# [Data section]
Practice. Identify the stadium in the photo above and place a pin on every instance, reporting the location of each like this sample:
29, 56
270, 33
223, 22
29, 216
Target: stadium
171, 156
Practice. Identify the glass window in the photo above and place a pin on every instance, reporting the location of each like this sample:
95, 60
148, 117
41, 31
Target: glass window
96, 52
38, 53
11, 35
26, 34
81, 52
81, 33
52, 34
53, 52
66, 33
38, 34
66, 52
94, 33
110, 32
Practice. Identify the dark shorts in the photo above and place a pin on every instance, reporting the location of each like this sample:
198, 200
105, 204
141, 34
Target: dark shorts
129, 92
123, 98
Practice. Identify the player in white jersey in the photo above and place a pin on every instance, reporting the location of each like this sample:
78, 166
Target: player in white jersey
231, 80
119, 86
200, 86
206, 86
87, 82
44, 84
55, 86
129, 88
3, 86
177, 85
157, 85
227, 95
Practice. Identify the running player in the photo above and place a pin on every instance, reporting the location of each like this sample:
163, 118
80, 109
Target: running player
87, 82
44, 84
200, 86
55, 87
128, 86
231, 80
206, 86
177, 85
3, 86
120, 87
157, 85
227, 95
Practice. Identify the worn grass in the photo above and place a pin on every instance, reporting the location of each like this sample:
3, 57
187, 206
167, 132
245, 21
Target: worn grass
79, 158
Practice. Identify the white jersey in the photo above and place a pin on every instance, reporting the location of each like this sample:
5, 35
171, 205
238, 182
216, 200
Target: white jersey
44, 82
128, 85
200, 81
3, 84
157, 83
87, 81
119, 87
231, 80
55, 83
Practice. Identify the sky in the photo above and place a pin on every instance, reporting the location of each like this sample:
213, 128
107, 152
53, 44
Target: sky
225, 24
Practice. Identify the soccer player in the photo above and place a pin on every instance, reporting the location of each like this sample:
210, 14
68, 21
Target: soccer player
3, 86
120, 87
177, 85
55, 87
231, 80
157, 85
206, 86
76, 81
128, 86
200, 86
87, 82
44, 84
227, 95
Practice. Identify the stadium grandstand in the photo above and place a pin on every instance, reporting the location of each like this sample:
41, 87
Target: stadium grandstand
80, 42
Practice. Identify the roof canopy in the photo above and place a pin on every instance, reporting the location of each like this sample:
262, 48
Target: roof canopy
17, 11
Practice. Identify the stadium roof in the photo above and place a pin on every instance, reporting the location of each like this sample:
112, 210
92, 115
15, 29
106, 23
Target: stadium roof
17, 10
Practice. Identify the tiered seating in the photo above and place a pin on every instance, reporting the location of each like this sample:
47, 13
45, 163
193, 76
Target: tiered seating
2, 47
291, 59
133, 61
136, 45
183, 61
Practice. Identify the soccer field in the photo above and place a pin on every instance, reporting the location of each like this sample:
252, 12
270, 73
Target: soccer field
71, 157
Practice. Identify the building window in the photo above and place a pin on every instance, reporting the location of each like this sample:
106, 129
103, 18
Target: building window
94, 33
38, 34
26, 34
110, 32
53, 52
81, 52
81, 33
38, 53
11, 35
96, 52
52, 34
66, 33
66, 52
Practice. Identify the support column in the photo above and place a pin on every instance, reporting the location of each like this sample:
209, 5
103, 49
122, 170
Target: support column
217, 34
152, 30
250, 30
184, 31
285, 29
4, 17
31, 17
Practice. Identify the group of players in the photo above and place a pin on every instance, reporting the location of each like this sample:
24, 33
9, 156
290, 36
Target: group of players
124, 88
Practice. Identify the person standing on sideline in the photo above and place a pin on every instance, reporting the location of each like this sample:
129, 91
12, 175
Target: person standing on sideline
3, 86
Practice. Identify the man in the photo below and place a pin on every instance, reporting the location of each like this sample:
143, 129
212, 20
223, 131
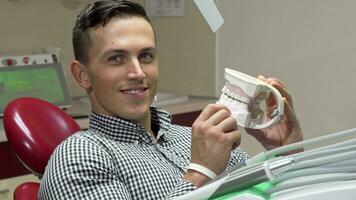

# [What to produce]
Count the lines in the entries above that contain the word "seating". Reply with the number only.

# [Completed exercise]
2